WHAT YOU ARE ASKED TO DO: Copy the data below word for word, starting with the line that contains "of the thumb." and going on through the line that contains "<point>860,867</point>", both lines included.

EXERCISE INPUT:
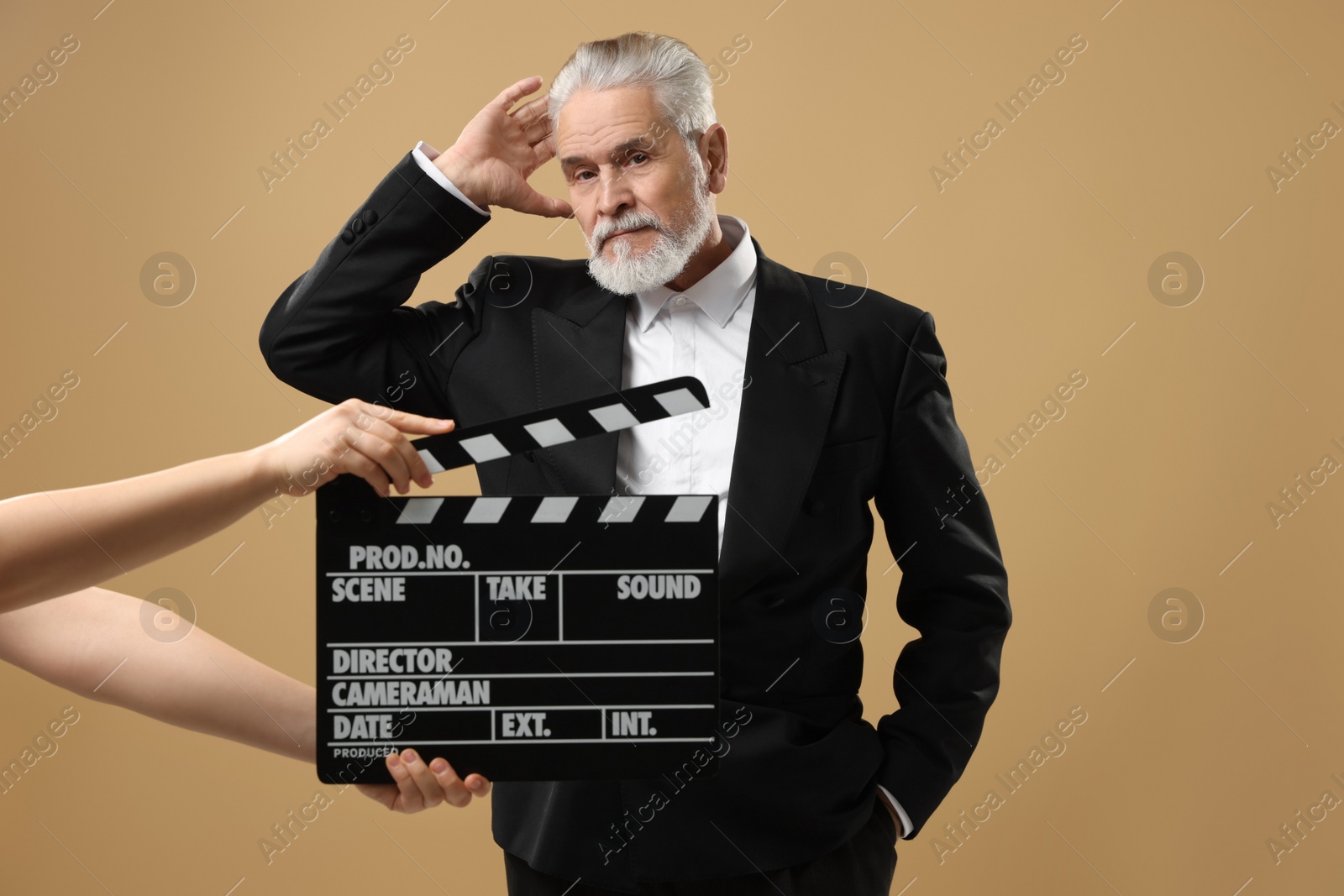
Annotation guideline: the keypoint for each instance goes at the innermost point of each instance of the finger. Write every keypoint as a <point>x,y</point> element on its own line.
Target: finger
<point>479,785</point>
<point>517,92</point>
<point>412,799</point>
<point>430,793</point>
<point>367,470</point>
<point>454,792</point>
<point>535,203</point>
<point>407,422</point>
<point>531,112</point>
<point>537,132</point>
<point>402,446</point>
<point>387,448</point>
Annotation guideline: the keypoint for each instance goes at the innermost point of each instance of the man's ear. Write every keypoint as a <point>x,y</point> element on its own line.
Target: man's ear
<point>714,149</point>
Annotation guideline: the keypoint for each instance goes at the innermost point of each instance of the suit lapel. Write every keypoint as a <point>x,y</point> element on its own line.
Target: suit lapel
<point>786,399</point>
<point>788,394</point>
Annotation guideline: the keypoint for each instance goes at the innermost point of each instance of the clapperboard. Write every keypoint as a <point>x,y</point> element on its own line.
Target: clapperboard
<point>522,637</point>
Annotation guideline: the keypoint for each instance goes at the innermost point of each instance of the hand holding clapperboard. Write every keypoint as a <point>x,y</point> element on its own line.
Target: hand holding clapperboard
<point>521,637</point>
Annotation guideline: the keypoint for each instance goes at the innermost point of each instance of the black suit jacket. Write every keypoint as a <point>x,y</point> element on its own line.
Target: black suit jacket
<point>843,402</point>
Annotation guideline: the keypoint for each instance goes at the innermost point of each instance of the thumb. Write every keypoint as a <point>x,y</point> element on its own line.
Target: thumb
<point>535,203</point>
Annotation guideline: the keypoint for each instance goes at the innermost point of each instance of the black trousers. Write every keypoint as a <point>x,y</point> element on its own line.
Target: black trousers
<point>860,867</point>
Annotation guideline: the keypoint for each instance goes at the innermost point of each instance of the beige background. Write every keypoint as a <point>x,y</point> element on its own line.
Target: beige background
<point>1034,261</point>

CORRECT ANSWER:
Annotation guideline: the keypoint for each instance goes at the innermost point of each instance of the thumb. Write every keypoint as a <point>x,y</point> element on its own line.
Target: thumb
<point>535,203</point>
Annotation guideline: the keypoint for each instance goes at the innermost point of each instance of the black trousers. Write every keypoint as a <point>x,y</point> element on its own line.
Target: black trousers
<point>860,867</point>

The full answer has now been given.